━━━ Bereitgestellter Auszug ━━━
Streitig ist, ob es sich bei der Zahlung des Kaufpreises für den Erwerb einer stillen Beteiligung um eine verdeckte Gewinnausschüttung (vGA) handelt.

2

Die Kläger sind Eheleute, die zusammen zur Einkommensteuer veranlagt werden. Der Kläger war neben einem weiteren Gesellschafter an der 1991 gegründeten X - GmbH (im Folgenden: GmbH) beteiligt. Das Stammkapital der GmbH belief sich auf 50.000 DM; auf den Kläger entfiel ein Anteil von 25.000 DM, die andere Hälfte wurde vom Mitgesellschafter A gehalten. Die GmbH befasste sich mit der Herstellung und dem Vertrieb von ...... Bei dem Vertrieb ging sie so vor, dass ........ . Dies führte zu wettbewerbsrechtlichen Rechtsstreitigkeiten, in denen die GmbH mit Verboten und Geldern belegt wurde.

3

Durch notariellen Vertrag vom 21. März 1995 beteiligte sich die Ehefrau des Steuerberaters der GmbH - Frau B - als stille Gesellschafterin an der GmbH. Die Einlage belief sich auf 150.000 DM und war auf Weisung der GmbH auf ein Konto der C - GmbH zu zahlen. An der C - GmbH waren ebenfalls die Gesellschafter der GmbH beteiligt. Die C - GmbH stand in Geschäftsbeziehungen zur GmbH und übernahm für diese nach dem Vorbringen der Kläger Aufgaben bei........ Der Vertrag über die stille Gesellschaft sah vor, dass die stille Gesellschafterin zur Hälfte am Gewinn und Verlust, nicht jedoch an den stillen Reserven beteiligt sein sollte. Die Einlage der stillen Gesellschafterin sollte spätestens zum 15. Mai 1995 "erstattet" werden. Die Gesellschaft konnte erstmals zum 31. Dezember 1996 gekündigt werden; insoweit stellten die Gesellschafter klar, dass § 8 des Vertrages - die Regelung der Rückzahlung der Einlage - unberührt blieb.
━━━ Vorliegende Datensätze ━━━
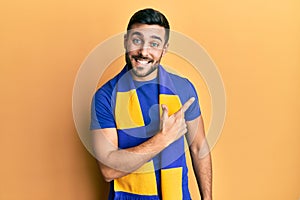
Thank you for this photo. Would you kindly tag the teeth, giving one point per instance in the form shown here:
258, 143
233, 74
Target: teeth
143, 62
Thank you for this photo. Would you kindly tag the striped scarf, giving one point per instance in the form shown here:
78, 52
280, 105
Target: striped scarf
170, 175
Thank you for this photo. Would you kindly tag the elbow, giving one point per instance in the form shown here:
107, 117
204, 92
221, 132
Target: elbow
107, 175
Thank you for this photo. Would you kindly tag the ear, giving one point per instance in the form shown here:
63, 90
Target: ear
125, 41
165, 49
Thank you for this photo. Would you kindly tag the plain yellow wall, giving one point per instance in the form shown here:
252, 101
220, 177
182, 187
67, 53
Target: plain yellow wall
255, 44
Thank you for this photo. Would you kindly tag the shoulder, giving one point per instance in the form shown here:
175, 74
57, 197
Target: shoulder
106, 90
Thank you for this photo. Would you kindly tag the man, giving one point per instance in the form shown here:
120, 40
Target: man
148, 133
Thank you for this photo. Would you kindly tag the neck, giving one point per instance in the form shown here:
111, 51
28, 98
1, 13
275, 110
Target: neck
149, 77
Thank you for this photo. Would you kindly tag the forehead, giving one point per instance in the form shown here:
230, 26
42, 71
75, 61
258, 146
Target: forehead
146, 30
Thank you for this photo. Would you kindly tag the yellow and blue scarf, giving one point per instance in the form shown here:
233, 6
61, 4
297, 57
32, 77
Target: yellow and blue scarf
169, 176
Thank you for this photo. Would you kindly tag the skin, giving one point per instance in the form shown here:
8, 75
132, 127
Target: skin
145, 45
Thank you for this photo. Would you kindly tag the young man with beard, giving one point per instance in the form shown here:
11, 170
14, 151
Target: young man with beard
148, 133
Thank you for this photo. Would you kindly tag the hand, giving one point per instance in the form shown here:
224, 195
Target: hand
173, 127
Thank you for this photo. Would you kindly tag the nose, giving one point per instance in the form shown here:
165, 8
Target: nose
144, 50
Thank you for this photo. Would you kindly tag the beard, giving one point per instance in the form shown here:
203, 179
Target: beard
138, 71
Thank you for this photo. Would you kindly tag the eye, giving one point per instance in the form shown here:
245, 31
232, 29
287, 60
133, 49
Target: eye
136, 41
154, 44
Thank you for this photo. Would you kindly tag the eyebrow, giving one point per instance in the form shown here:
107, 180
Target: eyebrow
153, 36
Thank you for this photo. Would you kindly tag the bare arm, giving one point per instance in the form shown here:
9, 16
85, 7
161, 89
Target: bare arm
115, 163
201, 157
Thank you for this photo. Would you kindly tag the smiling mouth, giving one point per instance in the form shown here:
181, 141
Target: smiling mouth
143, 62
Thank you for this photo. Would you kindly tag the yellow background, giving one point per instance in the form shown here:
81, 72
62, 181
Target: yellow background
255, 44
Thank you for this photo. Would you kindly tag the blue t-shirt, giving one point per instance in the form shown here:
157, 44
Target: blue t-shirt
102, 105
147, 91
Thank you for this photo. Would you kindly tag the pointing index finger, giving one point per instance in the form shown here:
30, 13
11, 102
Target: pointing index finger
187, 104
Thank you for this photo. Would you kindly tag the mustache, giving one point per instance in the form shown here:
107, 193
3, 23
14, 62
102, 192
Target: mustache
141, 57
━━━
**Zu lösende Aufgaben**
**A.** Gib bitte einen Abschnitt aus dem Auszug unverändert aus: Beginne bei den Worten „Streitig ist, ob“ und höre nach „Geldern belegt wurde.“ auf.
**B.** Wie hoch war laut dem Auszug die Einlage der stillen Gesellschafterin?
Maßgeblich ist allein der Auszug.

**Lösungen**
**A.**
Streitig ist, ob es sich bei der Zahlung des Kaufpreises für den Erwerb einer stillen Beteiligung um eine verdeckte Gewinnausschüttung (vGA) handelt.

2

Die Kläger sind Eheleute, die zusammen zur Einkommensteuer veranlagt werden. Der Kläger war neben einem weiteren Gesellschafter an der 1991 gegründeten X - GmbH (im Folgenden: GmbH) beteiligt. Das Stammkapital der GmbH belief sich auf 50.000 DM; auf den Kläger entfiel ein Anteil von 25.000 DM, die andere Hälfte wurde vom Mitgesellschafter A gehalten. Die GmbH befasste sich mit der Herstellung und dem Vertrieb von ...... Bei dem Vertrieb ging sie so vor, dass ........ . Dies führte zu wettbewerbsrechtlichen Rechtsstreitigkeiten, in denen die GmbH mit Verboten und Geldern belegt wurde.

**B.** 150.000 DM